WORKING DATA:
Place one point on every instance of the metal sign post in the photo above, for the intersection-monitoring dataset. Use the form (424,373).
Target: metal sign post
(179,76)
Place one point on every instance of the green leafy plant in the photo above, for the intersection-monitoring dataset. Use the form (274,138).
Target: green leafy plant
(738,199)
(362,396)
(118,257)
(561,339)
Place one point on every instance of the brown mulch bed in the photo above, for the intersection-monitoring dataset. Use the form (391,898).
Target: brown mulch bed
...
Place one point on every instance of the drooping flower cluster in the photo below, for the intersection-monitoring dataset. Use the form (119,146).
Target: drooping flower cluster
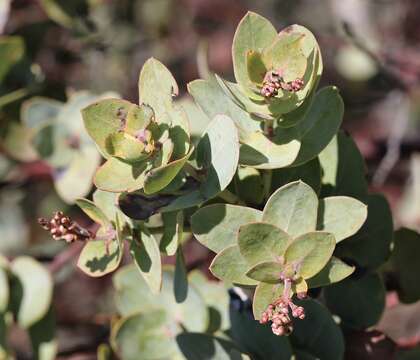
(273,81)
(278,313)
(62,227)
* * *
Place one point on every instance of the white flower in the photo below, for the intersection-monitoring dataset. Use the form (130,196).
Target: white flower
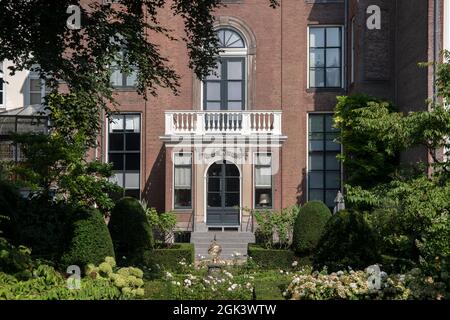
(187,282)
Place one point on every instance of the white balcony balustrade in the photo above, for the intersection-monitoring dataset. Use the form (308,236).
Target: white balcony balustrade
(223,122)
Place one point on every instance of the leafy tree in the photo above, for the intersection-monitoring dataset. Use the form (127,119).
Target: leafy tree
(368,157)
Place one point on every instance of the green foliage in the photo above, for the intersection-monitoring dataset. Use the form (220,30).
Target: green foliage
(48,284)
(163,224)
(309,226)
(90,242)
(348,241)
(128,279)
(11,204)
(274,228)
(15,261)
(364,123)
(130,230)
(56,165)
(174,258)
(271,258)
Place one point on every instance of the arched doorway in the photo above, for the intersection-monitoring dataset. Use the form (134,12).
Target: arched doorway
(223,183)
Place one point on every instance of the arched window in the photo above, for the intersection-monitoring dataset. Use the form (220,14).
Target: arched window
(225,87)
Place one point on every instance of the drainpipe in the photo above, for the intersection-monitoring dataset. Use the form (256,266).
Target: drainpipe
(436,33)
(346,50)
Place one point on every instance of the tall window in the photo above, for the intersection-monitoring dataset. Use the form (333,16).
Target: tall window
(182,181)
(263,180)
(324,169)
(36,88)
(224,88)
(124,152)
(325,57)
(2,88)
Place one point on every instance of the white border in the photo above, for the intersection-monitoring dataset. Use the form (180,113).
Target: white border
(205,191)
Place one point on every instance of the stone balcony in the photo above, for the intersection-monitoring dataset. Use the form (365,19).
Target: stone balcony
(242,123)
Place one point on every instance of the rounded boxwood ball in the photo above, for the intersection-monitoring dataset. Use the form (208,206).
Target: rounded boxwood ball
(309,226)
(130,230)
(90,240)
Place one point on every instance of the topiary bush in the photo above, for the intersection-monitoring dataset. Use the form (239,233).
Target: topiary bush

INSTRUCTIONS FOR THE TASK: Give the count of lines in the entries above that hold the word "brown", with no other words.

OUTPUT OF THE TASK: 2